[Material provided Boundary: Start]

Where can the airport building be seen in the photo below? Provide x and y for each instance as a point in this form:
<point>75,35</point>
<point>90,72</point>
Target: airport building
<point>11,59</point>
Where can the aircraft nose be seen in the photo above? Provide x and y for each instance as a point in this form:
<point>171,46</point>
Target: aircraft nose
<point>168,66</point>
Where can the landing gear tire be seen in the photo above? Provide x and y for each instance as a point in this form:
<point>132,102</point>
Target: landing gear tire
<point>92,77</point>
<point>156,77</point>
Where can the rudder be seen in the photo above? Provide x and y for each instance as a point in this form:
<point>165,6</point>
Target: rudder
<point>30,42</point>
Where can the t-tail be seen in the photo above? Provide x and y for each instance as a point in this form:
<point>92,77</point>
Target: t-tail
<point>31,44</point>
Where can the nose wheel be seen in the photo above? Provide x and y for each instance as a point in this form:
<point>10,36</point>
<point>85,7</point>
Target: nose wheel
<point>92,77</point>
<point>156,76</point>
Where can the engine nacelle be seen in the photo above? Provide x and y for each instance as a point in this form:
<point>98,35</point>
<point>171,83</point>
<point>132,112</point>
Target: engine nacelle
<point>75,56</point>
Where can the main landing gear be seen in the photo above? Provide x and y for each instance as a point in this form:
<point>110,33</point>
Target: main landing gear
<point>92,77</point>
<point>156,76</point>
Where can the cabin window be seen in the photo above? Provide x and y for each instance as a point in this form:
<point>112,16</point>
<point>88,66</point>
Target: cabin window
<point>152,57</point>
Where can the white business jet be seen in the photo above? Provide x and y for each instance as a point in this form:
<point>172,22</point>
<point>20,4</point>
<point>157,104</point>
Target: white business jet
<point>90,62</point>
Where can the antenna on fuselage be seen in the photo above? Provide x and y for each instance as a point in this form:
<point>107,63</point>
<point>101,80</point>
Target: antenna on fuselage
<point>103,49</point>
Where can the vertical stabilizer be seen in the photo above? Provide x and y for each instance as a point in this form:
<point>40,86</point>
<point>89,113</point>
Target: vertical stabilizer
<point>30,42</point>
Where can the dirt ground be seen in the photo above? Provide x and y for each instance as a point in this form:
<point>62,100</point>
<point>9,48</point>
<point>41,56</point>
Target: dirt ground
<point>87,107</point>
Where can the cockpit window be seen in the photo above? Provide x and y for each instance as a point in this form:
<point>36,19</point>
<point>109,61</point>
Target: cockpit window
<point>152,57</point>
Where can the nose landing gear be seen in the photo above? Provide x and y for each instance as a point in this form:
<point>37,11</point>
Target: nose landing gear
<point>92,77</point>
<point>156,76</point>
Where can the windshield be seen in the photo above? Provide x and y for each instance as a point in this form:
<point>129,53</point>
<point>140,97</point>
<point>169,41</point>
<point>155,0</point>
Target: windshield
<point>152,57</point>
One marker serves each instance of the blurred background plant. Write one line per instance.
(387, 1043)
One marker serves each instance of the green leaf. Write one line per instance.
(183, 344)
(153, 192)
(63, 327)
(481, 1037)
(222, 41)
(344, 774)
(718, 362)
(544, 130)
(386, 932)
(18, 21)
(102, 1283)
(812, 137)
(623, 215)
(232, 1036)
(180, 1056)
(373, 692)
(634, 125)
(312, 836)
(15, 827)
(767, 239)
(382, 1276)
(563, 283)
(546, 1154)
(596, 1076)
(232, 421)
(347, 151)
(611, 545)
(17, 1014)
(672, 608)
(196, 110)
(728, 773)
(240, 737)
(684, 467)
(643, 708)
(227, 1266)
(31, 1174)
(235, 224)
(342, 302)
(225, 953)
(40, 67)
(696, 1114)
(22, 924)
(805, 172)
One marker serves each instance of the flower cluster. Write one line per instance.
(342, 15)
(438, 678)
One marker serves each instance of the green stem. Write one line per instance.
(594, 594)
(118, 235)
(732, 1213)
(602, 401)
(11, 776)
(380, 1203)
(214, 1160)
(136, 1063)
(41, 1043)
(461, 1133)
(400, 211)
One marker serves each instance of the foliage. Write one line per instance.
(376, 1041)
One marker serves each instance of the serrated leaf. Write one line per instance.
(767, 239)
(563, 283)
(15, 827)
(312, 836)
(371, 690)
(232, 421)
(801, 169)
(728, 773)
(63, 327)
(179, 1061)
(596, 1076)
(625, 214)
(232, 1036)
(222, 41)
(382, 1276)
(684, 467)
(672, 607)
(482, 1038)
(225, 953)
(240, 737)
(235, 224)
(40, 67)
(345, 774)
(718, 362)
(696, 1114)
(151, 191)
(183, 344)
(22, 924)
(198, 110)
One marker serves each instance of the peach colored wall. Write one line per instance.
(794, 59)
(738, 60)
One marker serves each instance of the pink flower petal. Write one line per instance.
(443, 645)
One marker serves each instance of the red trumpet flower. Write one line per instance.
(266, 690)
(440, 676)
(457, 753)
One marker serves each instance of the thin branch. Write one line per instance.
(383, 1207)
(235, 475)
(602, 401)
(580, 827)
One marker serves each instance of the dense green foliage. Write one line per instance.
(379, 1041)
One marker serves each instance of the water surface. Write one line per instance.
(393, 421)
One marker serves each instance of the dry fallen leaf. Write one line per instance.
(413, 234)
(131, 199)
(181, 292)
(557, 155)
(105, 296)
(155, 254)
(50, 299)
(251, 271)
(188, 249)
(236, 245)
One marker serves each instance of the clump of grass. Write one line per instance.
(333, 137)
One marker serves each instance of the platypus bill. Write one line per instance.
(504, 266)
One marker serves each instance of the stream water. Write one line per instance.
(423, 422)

[Material provided Boundary: End]

- [What is required]:
Above are records; repeat only the lines starting at the line with "<point>90,72</point>" and ending at the line with "<point>165,6</point>", exactly as they appear, both included.

- [Answer box]:
<point>90,72</point>
Target: airport building
<point>11,59</point>
Where can the aircraft nose be seen in the photo above? Provide x and y for each instance as a point in this form:
<point>171,46</point>
Target: aircraft nose
<point>168,66</point>
Where can the landing gear tire be seen in the photo above? Provide x and y for each instance as a point in this form:
<point>132,102</point>
Target: landing gear tire
<point>92,77</point>
<point>156,77</point>
Where can the rudder be seen in the photo above? Provide x and y for each instance as a point in this form:
<point>165,6</point>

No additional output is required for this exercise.